▸ TEXTE SOURCE
De 1378 à 1417, la
Chrétienté est profondément divisée entre deux puis trois « papes ». Dans nos précédents
articles, nous avons longuement décrit cette longue et tragique histoire intitulée « le Grand Schisme d’Occident ». Il mérite en effet le titre
de « Grand », moins pour la
durée que pour ses conséquences tant il a profondément
bouleversé l’Église, la société et les mentalités. Il est sans aucun doute un
des chocs de l’histoire qui, par ses impacts et ses remous, provoquent à son
tour de grands événements, dont les soubresauts continuent encore de se faire
sentir aujourd’hui. Pendant de longues années, il a été suffisamment fort et prégnant pour perturber les esprits
et permettre à des idées d’abord esseulées et marginales de se développer et de
s’imposer. Il est ainsi une des causes
lointaines de la révolution religieuse qu’a déclenchée Luther en 1517. Le
deuxième concile de Vatican lui est probablement redevable.
Notre but n’est pas de
désigner et de condamner les responsables de ce drame comme si nous présidions
le tribunal de l’histoire. Nous n’avons pas cette prétention, même s’il nous
est bien difficile de ne pas porter un jugement. Notre intention est plutôt
d’identifier les germes du protestantisme dans cette tragédie et de suivre les
doctrines comme les acteurs qui ont influencé les relations entre les pouvoirs
religieux et temporel jusqu’à nos jours. Notre but est de saisir ce que cet événement porte en lui. L’histoire est,
pensons-nous, un livre qui recueille de nombreuses leçons riches et utiles.
N’est-ce pas la main de Providence qui l’a écrite en quelques sortes ?

▸ LISTE DES LIGNES
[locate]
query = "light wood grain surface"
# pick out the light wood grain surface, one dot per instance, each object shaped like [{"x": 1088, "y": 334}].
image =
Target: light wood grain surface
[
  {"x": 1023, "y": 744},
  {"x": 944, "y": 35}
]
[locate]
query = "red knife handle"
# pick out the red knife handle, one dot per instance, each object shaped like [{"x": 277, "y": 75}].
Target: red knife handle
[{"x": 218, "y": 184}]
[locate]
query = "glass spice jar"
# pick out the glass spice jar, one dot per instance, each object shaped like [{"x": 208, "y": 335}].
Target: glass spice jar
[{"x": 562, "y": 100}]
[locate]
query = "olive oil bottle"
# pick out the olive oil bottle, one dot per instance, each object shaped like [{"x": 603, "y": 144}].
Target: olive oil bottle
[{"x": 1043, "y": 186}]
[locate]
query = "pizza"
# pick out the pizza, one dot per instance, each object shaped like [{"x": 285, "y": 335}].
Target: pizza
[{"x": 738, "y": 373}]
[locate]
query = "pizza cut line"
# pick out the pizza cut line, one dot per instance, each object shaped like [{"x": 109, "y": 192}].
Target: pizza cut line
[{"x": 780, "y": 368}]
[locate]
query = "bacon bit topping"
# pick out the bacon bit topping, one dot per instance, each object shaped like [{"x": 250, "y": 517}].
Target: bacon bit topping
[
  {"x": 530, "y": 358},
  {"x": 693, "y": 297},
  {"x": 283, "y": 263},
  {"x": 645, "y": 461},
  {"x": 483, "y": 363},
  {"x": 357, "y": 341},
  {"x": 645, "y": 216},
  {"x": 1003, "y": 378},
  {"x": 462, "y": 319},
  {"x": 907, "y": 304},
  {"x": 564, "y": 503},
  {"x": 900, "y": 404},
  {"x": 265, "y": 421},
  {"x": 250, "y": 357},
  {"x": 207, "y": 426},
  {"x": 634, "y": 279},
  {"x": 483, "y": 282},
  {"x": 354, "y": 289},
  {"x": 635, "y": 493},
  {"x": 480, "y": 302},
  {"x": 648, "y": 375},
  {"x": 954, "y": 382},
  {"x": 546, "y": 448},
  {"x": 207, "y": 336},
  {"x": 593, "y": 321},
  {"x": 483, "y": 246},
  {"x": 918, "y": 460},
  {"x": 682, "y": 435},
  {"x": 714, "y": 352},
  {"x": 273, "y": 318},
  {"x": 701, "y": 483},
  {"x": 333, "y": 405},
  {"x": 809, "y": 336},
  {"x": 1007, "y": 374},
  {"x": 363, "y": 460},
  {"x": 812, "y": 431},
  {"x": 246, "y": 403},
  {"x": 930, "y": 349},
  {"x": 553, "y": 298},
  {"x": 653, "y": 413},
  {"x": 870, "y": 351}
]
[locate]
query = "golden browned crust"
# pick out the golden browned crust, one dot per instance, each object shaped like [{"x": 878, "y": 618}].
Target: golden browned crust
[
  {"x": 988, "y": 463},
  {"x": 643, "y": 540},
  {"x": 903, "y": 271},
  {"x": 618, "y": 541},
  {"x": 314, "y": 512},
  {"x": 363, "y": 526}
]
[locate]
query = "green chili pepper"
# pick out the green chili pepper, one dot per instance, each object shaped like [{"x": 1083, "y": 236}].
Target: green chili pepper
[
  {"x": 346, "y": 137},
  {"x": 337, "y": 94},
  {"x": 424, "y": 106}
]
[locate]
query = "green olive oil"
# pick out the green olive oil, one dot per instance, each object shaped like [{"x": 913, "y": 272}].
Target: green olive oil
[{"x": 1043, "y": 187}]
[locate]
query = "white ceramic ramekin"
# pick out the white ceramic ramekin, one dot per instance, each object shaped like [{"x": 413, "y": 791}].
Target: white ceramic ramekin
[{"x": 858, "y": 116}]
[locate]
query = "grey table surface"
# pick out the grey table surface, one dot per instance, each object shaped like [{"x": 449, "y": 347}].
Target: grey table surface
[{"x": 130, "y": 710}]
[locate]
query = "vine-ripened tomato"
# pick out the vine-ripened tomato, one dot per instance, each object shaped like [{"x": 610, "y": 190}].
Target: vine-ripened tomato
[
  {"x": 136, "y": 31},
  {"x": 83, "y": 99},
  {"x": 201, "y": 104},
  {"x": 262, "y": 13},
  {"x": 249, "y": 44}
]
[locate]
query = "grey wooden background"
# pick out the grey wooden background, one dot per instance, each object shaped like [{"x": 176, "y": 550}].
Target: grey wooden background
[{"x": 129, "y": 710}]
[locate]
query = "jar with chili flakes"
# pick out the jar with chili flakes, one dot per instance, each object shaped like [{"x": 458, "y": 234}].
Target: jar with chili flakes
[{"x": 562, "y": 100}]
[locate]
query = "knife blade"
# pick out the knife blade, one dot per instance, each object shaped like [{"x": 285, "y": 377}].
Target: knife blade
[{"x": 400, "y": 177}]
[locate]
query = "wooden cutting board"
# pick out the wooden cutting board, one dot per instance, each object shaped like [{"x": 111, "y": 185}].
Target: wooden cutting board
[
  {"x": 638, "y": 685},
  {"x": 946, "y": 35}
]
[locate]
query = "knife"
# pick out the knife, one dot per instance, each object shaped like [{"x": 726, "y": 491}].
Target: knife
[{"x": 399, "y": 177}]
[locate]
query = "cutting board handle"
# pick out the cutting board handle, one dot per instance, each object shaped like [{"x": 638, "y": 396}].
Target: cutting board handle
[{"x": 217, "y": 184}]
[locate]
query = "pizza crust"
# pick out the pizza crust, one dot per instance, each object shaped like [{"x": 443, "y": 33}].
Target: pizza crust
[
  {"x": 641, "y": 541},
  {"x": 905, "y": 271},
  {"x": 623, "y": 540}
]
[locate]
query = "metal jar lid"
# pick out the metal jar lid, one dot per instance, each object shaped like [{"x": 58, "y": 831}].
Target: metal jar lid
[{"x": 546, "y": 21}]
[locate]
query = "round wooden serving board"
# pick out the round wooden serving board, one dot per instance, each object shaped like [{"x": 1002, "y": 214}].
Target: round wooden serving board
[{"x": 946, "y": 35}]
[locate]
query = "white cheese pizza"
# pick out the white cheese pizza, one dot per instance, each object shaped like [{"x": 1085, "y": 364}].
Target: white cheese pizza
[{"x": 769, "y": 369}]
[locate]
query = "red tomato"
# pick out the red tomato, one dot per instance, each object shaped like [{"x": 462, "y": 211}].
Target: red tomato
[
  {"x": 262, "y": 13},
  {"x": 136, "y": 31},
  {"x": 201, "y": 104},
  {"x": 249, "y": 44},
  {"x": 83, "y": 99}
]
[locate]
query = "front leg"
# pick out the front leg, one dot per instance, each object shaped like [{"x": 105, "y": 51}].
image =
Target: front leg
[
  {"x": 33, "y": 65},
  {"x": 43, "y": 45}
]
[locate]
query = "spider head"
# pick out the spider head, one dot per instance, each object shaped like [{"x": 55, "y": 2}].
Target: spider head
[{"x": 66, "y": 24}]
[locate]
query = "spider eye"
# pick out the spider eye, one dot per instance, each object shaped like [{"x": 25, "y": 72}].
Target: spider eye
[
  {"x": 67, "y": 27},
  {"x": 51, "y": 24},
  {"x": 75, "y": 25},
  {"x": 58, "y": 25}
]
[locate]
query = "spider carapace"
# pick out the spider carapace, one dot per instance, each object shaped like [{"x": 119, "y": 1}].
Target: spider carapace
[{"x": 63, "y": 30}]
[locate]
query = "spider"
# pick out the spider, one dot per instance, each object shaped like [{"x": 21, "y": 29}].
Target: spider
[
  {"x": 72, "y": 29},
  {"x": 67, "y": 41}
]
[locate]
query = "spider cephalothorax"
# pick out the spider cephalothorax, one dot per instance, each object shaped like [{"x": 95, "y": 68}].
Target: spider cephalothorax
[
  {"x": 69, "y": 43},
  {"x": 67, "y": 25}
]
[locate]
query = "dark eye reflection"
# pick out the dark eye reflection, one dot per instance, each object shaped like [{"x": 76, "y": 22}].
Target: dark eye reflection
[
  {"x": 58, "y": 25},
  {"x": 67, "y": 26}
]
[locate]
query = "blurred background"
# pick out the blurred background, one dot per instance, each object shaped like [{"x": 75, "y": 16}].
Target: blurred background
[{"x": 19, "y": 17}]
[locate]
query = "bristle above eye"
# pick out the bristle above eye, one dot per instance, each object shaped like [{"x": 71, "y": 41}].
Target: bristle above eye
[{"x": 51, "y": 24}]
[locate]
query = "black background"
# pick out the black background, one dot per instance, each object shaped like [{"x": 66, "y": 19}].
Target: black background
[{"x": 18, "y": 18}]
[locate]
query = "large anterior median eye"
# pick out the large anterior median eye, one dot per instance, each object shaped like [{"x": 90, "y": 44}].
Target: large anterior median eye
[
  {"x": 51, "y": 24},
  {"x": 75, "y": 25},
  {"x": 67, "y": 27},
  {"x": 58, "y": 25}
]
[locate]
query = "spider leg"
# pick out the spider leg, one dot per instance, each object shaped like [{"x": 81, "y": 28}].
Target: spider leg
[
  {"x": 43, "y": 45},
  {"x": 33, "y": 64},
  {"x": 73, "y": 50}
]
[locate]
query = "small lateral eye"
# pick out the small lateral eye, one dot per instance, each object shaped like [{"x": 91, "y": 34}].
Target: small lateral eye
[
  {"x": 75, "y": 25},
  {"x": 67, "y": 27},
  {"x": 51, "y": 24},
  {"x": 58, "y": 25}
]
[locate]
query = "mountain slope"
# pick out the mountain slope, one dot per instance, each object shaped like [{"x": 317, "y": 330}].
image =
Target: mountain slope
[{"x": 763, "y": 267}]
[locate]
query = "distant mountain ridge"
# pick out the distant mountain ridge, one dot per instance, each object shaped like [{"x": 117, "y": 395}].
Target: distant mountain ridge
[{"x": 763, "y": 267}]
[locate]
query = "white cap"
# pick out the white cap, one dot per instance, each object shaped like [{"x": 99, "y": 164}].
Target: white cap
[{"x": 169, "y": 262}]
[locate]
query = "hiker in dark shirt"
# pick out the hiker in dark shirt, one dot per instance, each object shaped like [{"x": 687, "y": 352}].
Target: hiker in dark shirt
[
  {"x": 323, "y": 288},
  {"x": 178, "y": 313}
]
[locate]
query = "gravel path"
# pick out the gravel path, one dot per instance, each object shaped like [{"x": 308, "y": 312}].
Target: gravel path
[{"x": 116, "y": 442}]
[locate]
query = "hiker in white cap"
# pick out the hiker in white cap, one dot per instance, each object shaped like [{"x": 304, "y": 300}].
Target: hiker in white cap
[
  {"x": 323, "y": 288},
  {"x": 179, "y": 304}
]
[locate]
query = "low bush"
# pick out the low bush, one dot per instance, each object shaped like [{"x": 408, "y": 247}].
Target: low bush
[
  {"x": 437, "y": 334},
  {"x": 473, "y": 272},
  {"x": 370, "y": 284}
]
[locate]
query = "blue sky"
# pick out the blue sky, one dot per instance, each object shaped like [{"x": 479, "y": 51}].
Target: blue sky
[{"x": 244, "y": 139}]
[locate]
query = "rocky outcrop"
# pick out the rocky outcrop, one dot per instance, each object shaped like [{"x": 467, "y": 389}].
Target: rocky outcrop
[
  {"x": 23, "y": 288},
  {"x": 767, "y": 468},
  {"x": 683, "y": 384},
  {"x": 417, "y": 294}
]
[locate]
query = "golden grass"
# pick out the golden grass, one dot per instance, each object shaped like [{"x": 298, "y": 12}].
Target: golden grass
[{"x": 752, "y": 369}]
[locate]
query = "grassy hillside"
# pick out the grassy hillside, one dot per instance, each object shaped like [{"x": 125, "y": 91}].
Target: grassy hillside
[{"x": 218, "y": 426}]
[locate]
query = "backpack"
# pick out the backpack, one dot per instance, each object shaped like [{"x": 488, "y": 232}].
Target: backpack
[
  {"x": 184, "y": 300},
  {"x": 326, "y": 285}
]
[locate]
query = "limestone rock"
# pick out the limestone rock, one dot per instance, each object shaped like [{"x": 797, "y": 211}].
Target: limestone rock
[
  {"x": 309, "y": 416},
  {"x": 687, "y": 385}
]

▸ CONSIGNE 1
Relevez toutes les années mentionnées dans le texte sur le Grand Schisme d'Occident.
▸ CONSIGNE 2
Dans le texte sur le Grand Schisme d'Occident, reformulez sous forme de liste le paragraphe qui commence par « Notre but n'est pas de », en gardant ses idées principales.
▸ CONSIGNE 3
Poursuivez le texte sur le Grand Schisme d'Occident à partir de sa dernière phrase.

▸ RÉPONSE 1
1378, 1417, 1517

▸ RÉPONSE 2
- Ne pas désigner ni condamner les responsables du drame, malgré la difficulté de ne pas porter de jugement.
- Identifier les germes du protestantisme dans cette tragédie.
- Suivre les doctrines et les acteurs qui ont influencé les relations entre pouvoirs religieux et temporel jusqu'à aujourd'hui.
- Saisir ce que cet événement porte en lui.
- Considérer l'histoire comme un livre riche en leçons utiles, peut-être écrit par la main de la Providence.

▸ RÉPONSE 3
La question de la vérité
Faut-il condamner ceux qui
se disaient pape parce qu’ils n’ont pas renoncé à leur titre pour l’unité et la
paix de l’Église ? Étaient-ils si peu soucieux des biens des âmes comme de
véritables pasteurs à l’imitation de Notre Seigneur Jésus-Christ ? Ce
serait si simple de les considérer comme des ambitieux avides de leurs pouvoirs.
Mais ce serait aussi vite oublier qu’ils étaient sûrs de leurs droits et de leur légitimité. Leur abdication aurait
signifié une certaine trahison à l’égard de la dignité pontificale dont chacun
se sentait profondément gardien. Pourquoi « le pape de Pise » se serait-il en effet considéré
illégitime puisque sa légitimité repose sur le « concile de Pise » ? Évitons donc tout jugement téméraire. Lorsque
nous sommes sûrs de nos droits, il est bien difficile de ne pas les défendre et
de les laisser violenter impunément. Ce serait remettre en cause le droit en
lui-même. Il y a en effet une certaine
personnification du droit. Celui qui porte une fonction a tendance à
confondre ses intérêts avec ce qu’il représente. Soucieux de défendre ce qui
leur apparaissait être la vérité, certains « papes » ont confondu leur intérêt à celui de l’Église sans
qu’il n’y ait nécessairement une volonté de lucre ou d’ambitions de leur part.
Cela explique en partie l’obstination de Boniface IX qui a refusé, jusqu’à la
mort, concession et accommodement…
La véritable question que
soulève cette histoire est de savoir si
la vérité mérite un tel drame. Il est clair que les témoignages, les
enquêtes, les documents de l’époque n’ont pas permis, et ne permettent pas encore,
de connaître clairement la vérité. Il est en effet bien difficile de savoir si
les cardinaux ont été suffisamment libres pour choisir Urbain VI. Laissons cela
au jugement divin. Ne sachant pas répondre clairement à cette question, il a
paru évident que la nécessité de l’union
et de la paix de l’Église a prévalu sur la question de la légitimité des « papes ».
Lorsque cette nécessité a
emporté l’adhésion des principaux acteurs, la solution a été rendue possible. L’absence
d’unanimité au temps du « concile de
Pise » a été la cause de son échec. La volonté de ne pas désigner le
pape légitime n’a pas impliqué une remise en cause de sa légitimité. C’est une
question laissée en suspens. Mais il a fallu du temps pour que cette nécessité fût
comprise, que cette adhésion se fît et fût agissante. Dans ces événements
dramatiques et difficiles, le temps est
un facteur essentiel à prendre en compte afin que se dégage clairement une
hiérarchie des biens parmi les biens communs et particuliers et qu’ainsi les
remèdes les plus efficaces soient trouvés et appliqués.
Mais qui est le vrai
pape ?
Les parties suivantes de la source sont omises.